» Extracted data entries
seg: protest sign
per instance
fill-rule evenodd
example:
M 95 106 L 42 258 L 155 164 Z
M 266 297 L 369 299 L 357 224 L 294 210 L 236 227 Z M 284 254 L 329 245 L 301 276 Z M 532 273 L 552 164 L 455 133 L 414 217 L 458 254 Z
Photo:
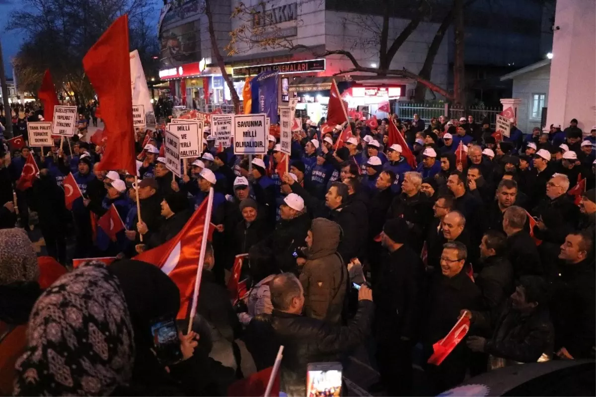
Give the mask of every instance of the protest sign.
M 496 128 L 495 129 L 496 130 L 497 132 L 501 131 L 504 137 L 509 138 L 511 131 L 511 122 L 507 117 L 502 116 L 501 114 L 497 114 Z
M 281 151 L 288 156 L 291 154 L 292 118 L 289 107 L 280 107 L 280 146 L 281 147 Z
M 185 121 L 170 123 L 167 126 L 168 130 L 180 139 L 181 159 L 198 157 L 203 150 L 203 122 Z
M 72 137 L 76 129 L 76 106 L 54 106 L 52 134 Z
M 267 153 L 266 116 L 237 114 L 234 119 L 234 154 L 265 154 Z
M 27 123 L 27 133 L 29 136 L 29 146 L 53 146 L 52 123 L 49 122 Z
M 143 105 L 132 106 L 132 125 L 135 127 L 146 127 L 145 107 Z
M 215 137 L 215 147 L 229 147 L 232 137 L 234 114 L 213 114 L 211 116 L 211 134 Z
M 180 138 L 166 130 L 166 167 L 180 178 Z

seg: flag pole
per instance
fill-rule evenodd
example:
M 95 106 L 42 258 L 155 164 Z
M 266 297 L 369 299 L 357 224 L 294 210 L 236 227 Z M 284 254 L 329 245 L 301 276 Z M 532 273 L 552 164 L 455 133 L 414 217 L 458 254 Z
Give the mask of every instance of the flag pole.
M 269 383 L 267 383 L 267 389 L 265 390 L 263 397 L 269 397 L 271 393 L 271 389 L 273 389 L 273 384 L 275 382 L 275 377 L 277 376 L 277 371 L 280 370 L 280 365 L 281 365 L 282 354 L 284 352 L 284 345 L 280 346 L 280 350 L 277 352 L 277 356 L 275 358 L 275 362 L 273 364 L 273 369 L 271 370 L 271 374 L 269 377 Z
M 188 319 L 188 330 L 187 333 L 193 330 L 193 321 L 197 312 L 197 301 L 198 300 L 198 289 L 201 286 L 201 276 L 203 275 L 203 266 L 205 263 L 205 251 L 207 249 L 207 240 L 209 235 L 209 223 L 211 222 L 211 210 L 213 206 L 213 188 L 209 189 L 207 197 L 207 213 L 205 214 L 205 223 L 203 227 L 203 240 L 201 241 L 201 253 L 198 256 L 198 266 L 197 268 L 197 277 L 194 280 L 194 291 L 193 293 L 193 305 L 190 309 L 190 318 Z

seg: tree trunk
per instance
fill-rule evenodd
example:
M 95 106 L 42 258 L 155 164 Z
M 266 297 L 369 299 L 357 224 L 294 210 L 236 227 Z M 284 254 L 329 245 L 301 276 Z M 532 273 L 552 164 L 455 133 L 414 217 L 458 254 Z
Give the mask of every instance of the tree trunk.
M 225 62 L 224 57 L 222 57 L 221 52 L 219 52 L 219 47 L 218 45 L 218 40 L 215 37 L 215 30 L 213 29 L 213 15 L 211 13 L 211 0 L 205 0 L 205 15 L 207 15 L 207 20 L 209 25 L 209 38 L 211 39 L 211 52 L 215 60 L 217 61 L 218 66 L 222 72 L 222 76 L 225 80 L 228 88 L 229 89 L 230 95 L 232 95 L 232 103 L 234 103 L 234 113 L 238 113 L 240 111 L 240 98 L 236 92 L 236 89 L 234 88 L 234 83 L 228 72 L 225 70 Z
M 456 103 L 466 108 L 465 67 L 464 65 L 464 0 L 454 0 L 455 53 L 453 64 L 453 95 Z
M 443 18 L 443 21 L 441 22 L 440 26 L 439 26 L 436 34 L 433 38 L 433 41 L 431 42 L 430 46 L 429 47 L 429 52 L 426 53 L 426 58 L 424 60 L 424 64 L 422 66 L 422 69 L 420 69 L 420 72 L 418 74 L 420 77 L 429 80 L 430 80 L 430 75 L 433 71 L 433 64 L 434 63 L 434 58 L 439 52 L 439 48 L 441 46 L 441 43 L 443 42 L 443 38 L 445 37 L 445 33 L 447 32 L 447 29 L 449 29 L 452 21 L 453 8 L 451 8 L 445 18 Z M 421 84 L 420 83 L 416 84 L 416 89 L 414 92 L 414 100 L 417 102 L 423 101 L 426 97 L 426 89 L 427 86 L 424 84 Z

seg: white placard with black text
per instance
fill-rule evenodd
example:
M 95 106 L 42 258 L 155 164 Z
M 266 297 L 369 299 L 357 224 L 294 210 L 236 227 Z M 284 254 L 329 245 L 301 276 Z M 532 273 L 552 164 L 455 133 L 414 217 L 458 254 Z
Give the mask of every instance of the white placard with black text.
M 52 123 L 49 122 L 27 123 L 27 134 L 29 137 L 29 146 L 54 145 Z
M 234 154 L 266 154 L 267 135 L 265 132 L 266 116 L 237 114 L 234 118 Z
M 166 130 L 166 167 L 180 178 L 180 138 Z
M 215 147 L 229 147 L 234 125 L 234 114 L 212 114 L 211 134 L 215 137 Z
M 280 146 L 288 156 L 292 154 L 292 115 L 289 106 L 280 107 Z
M 132 125 L 135 128 L 147 126 L 147 121 L 145 119 L 145 106 L 143 105 L 132 106 Z
M 52 134 L 54 135 L 72 137 L 76 129 L 76 106 L 54 106 Z

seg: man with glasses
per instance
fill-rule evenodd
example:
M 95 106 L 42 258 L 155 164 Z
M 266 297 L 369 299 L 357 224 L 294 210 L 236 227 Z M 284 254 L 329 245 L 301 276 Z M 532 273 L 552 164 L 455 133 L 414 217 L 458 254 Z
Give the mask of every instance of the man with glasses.
M 480 289 L 464 269 L 467 255 L 465 246 L 461 243 L 454 241 L 443 246 L 440 272 L 433 278 L 428 306 L 423 312 L 426 314 L 426 321 L 422 327 L 422 342 L 428 348 L 429 354 L 433 344 L 445 337 L 453 327 L 462 309 L 478 310 L 482 307 Z M 460 343 L 440 365 L 427 366 L 426 371 L 435 394 L 464 380 L 468 353 L 465 344 Z

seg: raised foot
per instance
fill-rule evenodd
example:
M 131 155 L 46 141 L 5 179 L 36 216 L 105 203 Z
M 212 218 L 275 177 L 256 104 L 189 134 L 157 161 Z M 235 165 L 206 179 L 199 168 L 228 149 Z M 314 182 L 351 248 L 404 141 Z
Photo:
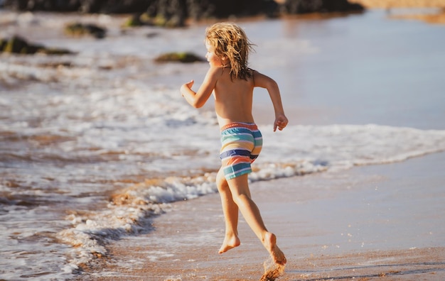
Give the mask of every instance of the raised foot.
M 232 249 L 235 247 L 239 246 L 241 244 L 241 241 L 240 241 L 240 238 L 237 236 L 233 236 L 231 238 L 224 238 L 224 241 L 222 242 L 222 246 L 220 248 L 218 251 L 219 253 L 225 253 L 227 250 Z
M 286 260 L 286 257 L 283 252 L 277 246 L 277 236 L 275 236 L 275 234 L 269 232 L 266 233 L 264 236 L 264 245 L 270 253 L 270 256 L 275 263 L 281 265 L 286 264 L 287 260 Z

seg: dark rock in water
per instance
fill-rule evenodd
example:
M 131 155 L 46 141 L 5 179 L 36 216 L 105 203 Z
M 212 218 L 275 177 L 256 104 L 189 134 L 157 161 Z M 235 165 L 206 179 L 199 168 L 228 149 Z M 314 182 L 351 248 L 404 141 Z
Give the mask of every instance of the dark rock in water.
M 161 55 L 154 60 L 156 62 L 204 62 L 205 60 L 190 53 L 168 53 Z
M 348 0 L 4 0 L 4 5 L 20 11 L 81 11 L 83 13 L 146 13 L 156 25 L 183 26 L 186 19 L 222 18 L 279 12 L 304 13 L 363 11 Z
M 105 37 L 107 30 L 93 24 L 74 23 L 68 24 L 65 27 L 65 33 L 74 36 L 91 35 L 96 38 L 103 38 Z
M 363 11 L 364 8 L 348 0 L 286 0 L 283 4 L 287 13 Z
M 28 43 L 19 36 L 9 39 L 0 39 L 0 53 L 12 53 L 22 55 L 32 55 L 36 53 L 47 55 L 66 55 L 73 53 L 65 49 L 48 48 L 41 45 Z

» Description of the task
Rewrite the lines from the one containing "seg: flag pole" through the one containing "M 188 319 L", inclusive, substituting "flagpole" for "flag pole" and leaving everything else unchanged. Return only those lines.

» Final result
seg: flagpole
per instance
fill-rule evenodd
example:
M 95 106 L 42 258 L 155 164 Z
M 266 297 L 369 299 L 357 224 L 294 210 L 236 227 Z M 284 254 L 329 245 L 301 276 Z M 532 273 L 552 164 L 455 133 L 414 217 L 458 254 Z
Give the mask of every instance of the flagpole.
M 269 383 L 267 383 L 267 389 L 265 390 L 263 397 L 269 397 L 271 393 L 271 389 L 273 389 L 273 384 L 275 382 L 275 377 L 277 376 L 277 371 L 280 370 L 280 365 L 281 365 L 282 354 L 284 352 L 284 345 L 280 346 L 280 350 L 277 352 L 277 356 L 275 358 L 275 362 L 273 364 L 273 369 L 271 370 L 271 374 L 269 377 Z
M 188 319 L 188 330 L 187 333 L 193 330 L 193 321 L 197 312 L 197 301 L 198 300 L 198 289 L 201 286 L 201 276 L 203 275 L 203 266 L 205 263 L 205 251 L 207 249 L 207 240 L 209 235 L 209 223 L 211 222 L 211 210 L 213 206 L 213 188 L 209 189 L 207 197 L 207 213 L 205 214 L 205 223 L 203 227 L 203 240 L 201 241 L 201 253 L 198 256 L 198 266 L 197 268 L 197 277 L 194 280 L 194 291 L 193 293 L 193 305 L 190 309 L 190 318 Z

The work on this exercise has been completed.